(Coordinate annotation records)
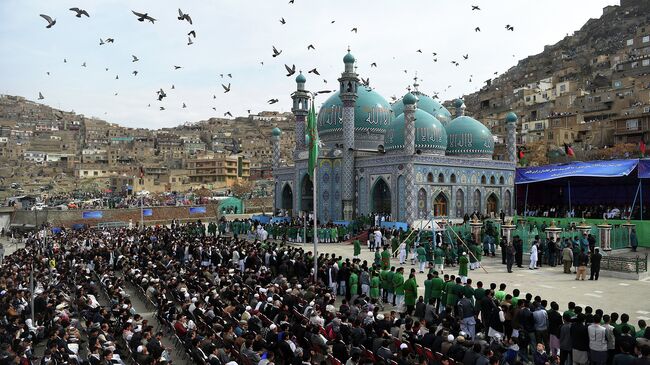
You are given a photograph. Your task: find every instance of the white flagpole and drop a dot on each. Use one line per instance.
(314, 179)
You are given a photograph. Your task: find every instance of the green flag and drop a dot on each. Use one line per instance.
(313, 140)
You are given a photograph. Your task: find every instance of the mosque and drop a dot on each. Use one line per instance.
(410, 160)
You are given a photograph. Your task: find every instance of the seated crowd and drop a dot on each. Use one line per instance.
(227, 301)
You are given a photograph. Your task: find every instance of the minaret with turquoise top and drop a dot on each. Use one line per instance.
(300, 109)
(348, 93)
(410, 105)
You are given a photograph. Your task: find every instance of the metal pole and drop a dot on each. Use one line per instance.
(315, 227)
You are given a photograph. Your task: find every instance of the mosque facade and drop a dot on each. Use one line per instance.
(410, 160)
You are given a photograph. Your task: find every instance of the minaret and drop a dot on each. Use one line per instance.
(300, 110)
(511, 140)
(275, 142)
(410, 105)
(459, 107)
(348, 94)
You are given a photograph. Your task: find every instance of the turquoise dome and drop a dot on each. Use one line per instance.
(371, 113)
(430, 134)
(409, 99)
(428, 104)
(348, 58)
(469, 137)
(511, 118)
(301, 78)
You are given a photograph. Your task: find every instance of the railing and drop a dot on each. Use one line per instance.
(625, 264)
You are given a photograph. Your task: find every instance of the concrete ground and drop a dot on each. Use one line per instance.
(609, 294)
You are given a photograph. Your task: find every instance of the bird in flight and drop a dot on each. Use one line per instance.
(182, 16)
(142, 17)
(50, 21)
(80, 12)
(290, 70)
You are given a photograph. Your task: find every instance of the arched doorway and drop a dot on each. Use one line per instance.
(477, 201)
(381, 197)
(422, 204)
(492, 205)
(287, 199)
(306, 194)
(460, 203)
(440, 206)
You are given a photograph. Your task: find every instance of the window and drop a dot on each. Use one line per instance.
(632, 124)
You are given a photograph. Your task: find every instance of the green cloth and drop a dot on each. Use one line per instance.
(437, 286)
(354, 283)
(428, 288)
(410, 291)
(462, 266)
(398, 283)
(374, 287)
(357, 248)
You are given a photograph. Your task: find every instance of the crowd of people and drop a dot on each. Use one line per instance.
(229, 299)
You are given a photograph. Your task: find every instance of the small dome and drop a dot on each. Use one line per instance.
(409, 99)
(511, 118)
(372, 112)
(426, 103)
(430, 135)
(348, 58)
(469, 137)
(301, 78)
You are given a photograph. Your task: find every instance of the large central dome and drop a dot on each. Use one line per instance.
(371, 113)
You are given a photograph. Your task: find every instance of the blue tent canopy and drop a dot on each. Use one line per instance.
(612, 168)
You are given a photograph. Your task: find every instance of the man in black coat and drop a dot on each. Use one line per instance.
(596, 257)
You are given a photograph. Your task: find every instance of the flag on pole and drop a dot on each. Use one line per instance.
(312, 140)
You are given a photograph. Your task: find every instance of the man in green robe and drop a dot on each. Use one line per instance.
(353, 282)
(398, 287)
(463, 263)
(374, 285)
(422, 257)
(385, 258)
(410, 293)
(357, 249)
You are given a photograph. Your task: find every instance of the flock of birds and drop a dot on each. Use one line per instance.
(161, 94)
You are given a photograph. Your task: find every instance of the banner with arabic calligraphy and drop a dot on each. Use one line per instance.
(613, 168)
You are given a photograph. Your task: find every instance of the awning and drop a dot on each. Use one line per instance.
(613, 168)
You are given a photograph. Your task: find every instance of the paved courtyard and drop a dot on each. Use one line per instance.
(609, 294)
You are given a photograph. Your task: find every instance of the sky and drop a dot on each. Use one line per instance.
(234, 36)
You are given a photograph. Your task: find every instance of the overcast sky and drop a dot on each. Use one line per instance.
(234, 36)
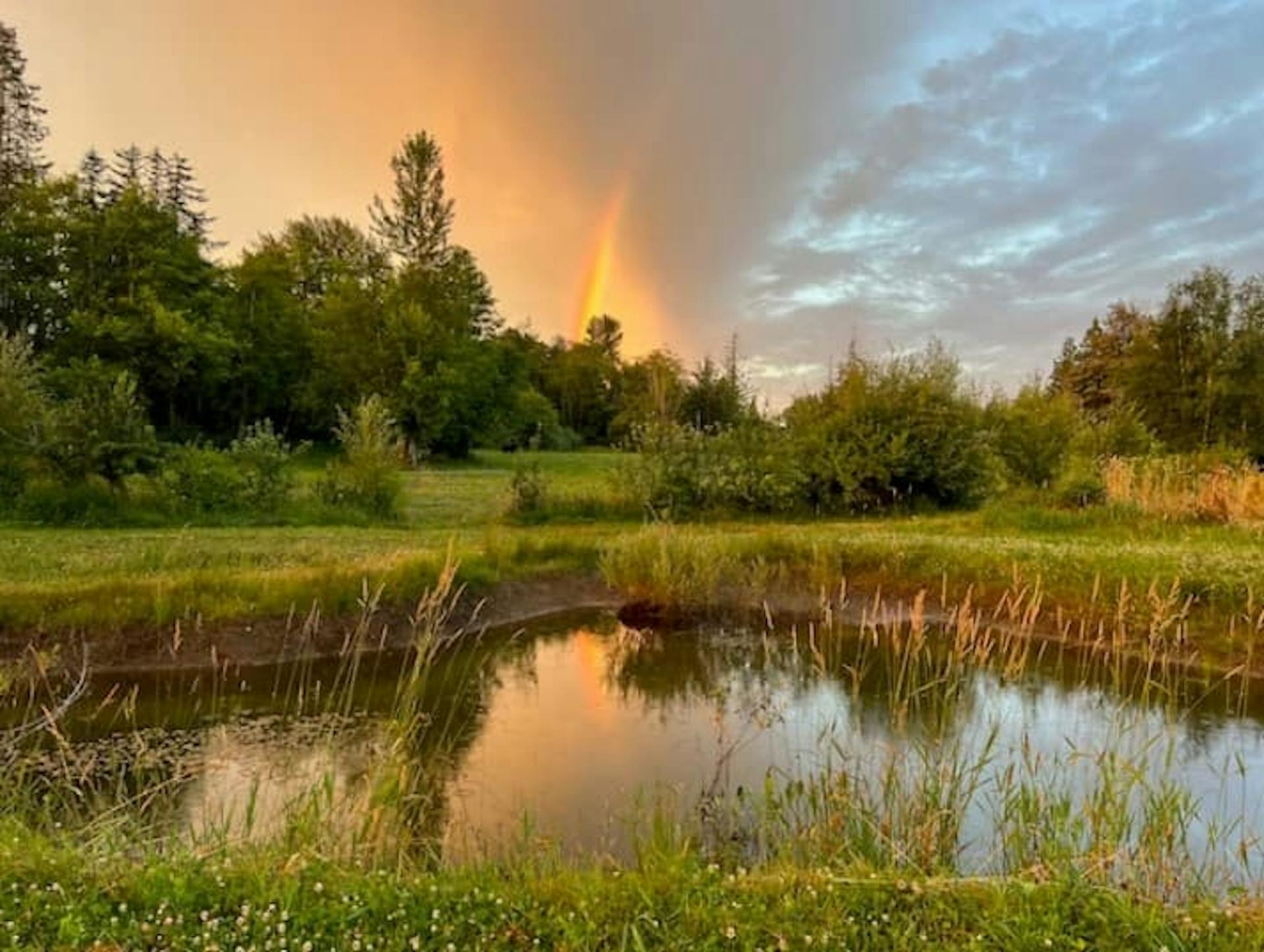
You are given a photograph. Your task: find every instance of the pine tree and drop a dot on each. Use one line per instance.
(22, 118)
(126, 172)
(184, 196)
(156, 172)
(416, 223)
(92, 178)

◆ DIRECTIVE:
Arrange every line of the records above as a JSON list of strings, one string per line, skipping blank lines. Omit the picture markers.

◆ THE RESULT:
[
  "You are given a photograph. Your task: find every instance of the white flagpole and drop a dot on each. Use one line per instance.",
  "(314, 179)",
  "You are given a photograph. Your task: find every instance of the green flag and drop a dot on each. Use one line per instance.",
  "(313, 140)",
  "You are given a photograph. Your task: find every instance of the mosque and drop a dot on each. Use one line per instance.",
  "(410, 160)",
  "You are given a photograph. Your task: find every instance of the seated crowd and drop a dot on each. Use one line per instance.",
  "(227, 301)",
  "You are given a photograph. Your task: find every instance of the minaret with turquoise top and drop a dot on each. Use one line per instance.",
  "(300, 109)",
  "(348, 93)",
  "(410, 105)",
  "You are given a photograph. Your task: find every instance of the metal pole and drop a dot on each. Use one line per instance.",
  "(315, 227)",
  "You are given a photograph. Your task: find every instance of the mosque facade and drop a dot on each. Use one line per instance.",
  "(410, 160)",
  "You are given a photograph. Your task: find every instance of the minaret and drop a dot on each. Use one line per instance.",
  "(300, 110)",
  "(511, 140)",
  "(275, 142)",
  "(410, 105)",
  "(459, 107)",
  "(348, 94)",
  "You are given a photograph. Your task: find every instance of the turquoise dome and drop a dot on each. Use one line per instance.",
  "(371, 113)",
  "(430, 134)",
  "(409, 99)",
  "(428, 104)",
  "(348, 58)",
  "(469, 137)",
  "(511, 118)",
  "(301, 78)",
  "You are given a photograph. Your task: find every instance of the railing and drop a dot on each. Use one line per instance.",
  "(625, 264)",
  "You are given a photograph. Your task: find every instance of the concrete ground and drop a dot on each. Use one line per instance.",
  "(609, 294)",
  "You are given a photograph. Your task: find every instance of the bird in flight and drop a dot on each. Use one line per instance.",
  "(182, 16)",
  "(142, 17)",
  "(50, 21)",
  "(80, 12)",
  "(290, 70)",
  "You are given a photograph. Your task: find every instance of the arched doorway and drop a dot on each. Use one line per instance.",
  "(477, 201)",
  "(381, 197)",
  "(422, 204)",
  "(492, 205)",
  "(287, 199)",
  "(306, 194)",
  "(460, 203)",
  "(440, 206)",
  "You are given a photograph. Your task: find every instance of the window and drop a dot on each. Use one line per instance.",
  "(632, 124)",
  "You are given a photograph. Your task: find every instance of the green cloth and drop a dot on each. Use one line per instance.",
  "(437, 286)",
  "(354, 283)",
  "(428, 288)",
  "(410, 291)",
  "(462, 266)",
  "(398, 283)",
  "(374, 287)",
  "(357, 248)",
  "You are given a photograph. Your task: find every instance of the crowd of people and drop a dot on each. Use one line per instance.",
  "(229, 299)",
  "You are given a photograph. Your task: find every instance of the small dome and drop a dot on each. Use one line per instance.",
  "(409, 99)",
  "(511, 118)",
  "(372, 112)",
  "(426, 103)",
  "(430, 135)",
  "(348, 58)",
  "(469, 137)",
  "(301, 78)",
  "You are given a photograph. Your task: find every instance of the large central dome and drop a dot on each. Use one line per instance.",
  "(371, 113)",
  "You are given a photograph. Your task: find every instance of the blue tent canopy and drop a dot on each. Use one line per instance.",
  "(612, 168)",
  "You are given a photograph. Your task: find every instance of the man in black coat and drop a dot on each. Use one line per instance.",
  "(596, 257)",
  "You are given a photograph. Your task: find every instance of the flag on pole and drop a dot on each. Use one line per instance.",
  "(312, 140)",
  "You are given a photograph. Your task: find every instance of the man in green robe and drop a dot on each. Use one line per instance.",
  "(353, 282)",
  "(398, 287)",
  "(463, 263)",
  "(374, 285)",
  "(422, 257)",
  "(385, 258)",
  "(410, 293)",
  "(357, 249)",
  "You are given a photograph. Your task: find every instance of the flock of birds and drop a dot on each. Use one line per instance.",
  "(161, 94)",
  "You are given a photograph. Your task: find every instance of the banner with arabic calligraphy and drop a dot on each. Use one line per instance.",
  "(613, 168)",
  "You are given a photograph. Your task: find every instance of the awning and drop a dot on each. Use one line per instance.",
  "(613, 168)",
  "You are given a photograph. Your task: find every instance of the paved courtyard and drop a dot on each. Use one line per instance.",
  "(609, 294)",
  "You are given a photograph. Your task: find every instance of the sky and drop a dot on each. Use one line per instance.",
  "(234, 36)",
  "You are given a photograph. Your task: find every instance of the overcast sky and drop a dot on each. Use one line per instance.",
  "(234, 36)",
  "You are given a photograph. Your task: find every instance of the pine tree and drop a dot on each. Use one line per instance.",
  "(22, 118)",
  "(126, 172)",
  "(184, 196)",
  "(156, 172)",
  "(416, 223)",
  "(92, 178)"
]